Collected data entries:
----

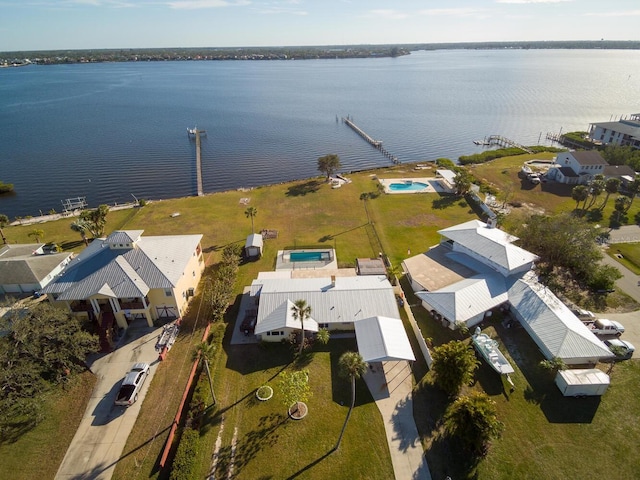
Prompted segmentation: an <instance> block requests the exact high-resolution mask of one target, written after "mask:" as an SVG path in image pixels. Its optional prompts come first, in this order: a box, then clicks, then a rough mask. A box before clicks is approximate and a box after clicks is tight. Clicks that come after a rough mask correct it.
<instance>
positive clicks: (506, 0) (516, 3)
mask: <svg viewBox="0 0 640 480" xmlns="http://www.w3.org/2000/svg"><path fill="white" fill-rule="evenodd" d="M573 1H575V0H496V3H513V4H520V5H524V4H528V3H562V2H573Z"/></svg>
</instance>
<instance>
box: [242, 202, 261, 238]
mask: <svg viewBox="0 0 640 480" xmlns="http://www.w3.org/2000/svg"><path fill="white" fill-rule="evenodd" d="M244 214H245V216H246V217H247V218H250V219H251V233H254V230H253V218H254V217H255V216H256V215H257V214H258V209H257V208H256V207H249V208H247V209H246V210H245V211H244Z"/></svg>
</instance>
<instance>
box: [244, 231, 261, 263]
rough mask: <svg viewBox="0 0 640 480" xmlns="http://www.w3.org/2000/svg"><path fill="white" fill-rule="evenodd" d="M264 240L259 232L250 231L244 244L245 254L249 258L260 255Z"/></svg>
mask: <svg viewBox="0 0 640 480" xmlns="http://www.w3.org/2000/svg"><path fill="white" fill-rule="evenodd" d="M263 246H264V241H263V239H262V235H261V234H259V233H252V234H251V235H249V236H248V237H247V241H246V242H245V244H244V252H245V255H246V256H247V257H249V258H255V257H260V256H262V247H263Z"/></svg>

----

■ **TASK OBJECTIVE**: Leave the images behind and write out every entry exactly.

■ **FINISHED EXERCISE**:
Prompted segmentation: an <instance> block requests the exact high-resolution mask of one target, written after "mask:" as an SVG path in image pixels. Its optional prompts come first, in this order: a box, then clicks, then a rough mask. A box before clicks is approximate and a box after clicks is tight. Clicks that come after a rough mask correct it.
<instance>
positive clicks: (506, 0) (516, 3)
mask: <svg viewBox="0 0 640 480" xmlns="http://www.w3.org/2000/svg"><path fill="white" fill-rule="evenodd" d="M573 1H575V0H496V3H513V4H520V5H524V4H528V3H562V2H573Z"/></svg>
</instance>
<instance>
box: [242, 202, 261, 238]
mask: <svg viewBox="0 0 640 480" xmlns="http://www.w3.org/2000/svg"><path fill="white" fill-rule="evenodd" d="M244 214H245V216H246V217H247V218H250V219H251V233H254V230H253V218H254V217H255V216H256V215H257V214H258V209H257V208H256V207H249V208H247V209H246V210H245V211H244Z"/></svg>
</instance>
<instance>
box: [244, 231, 261, 263]
rough mask: <svg viewBox="0 0 640 480" xmlns="http://www.w3.org/2000/svg"><path fill="white" fill-rule="evenodd" d="M264 240L259 232L250 231L244 244L245 254L249 258L260 255Z"/></svg>
mask: <svg viewBox="0 0 640 480" xmlns="http://www.w3.org/2000/svg"><path fill="white" fill-rule="evenodd" d="M263 246H264V241H263V239H262V235H261V234H259V233H252V234H251V235H249V236H248V237H247V241H246V242H245V244H244V252H245V255H246V256H247V257H249V258H255V257H260V256H262V247H263Z"/></svg>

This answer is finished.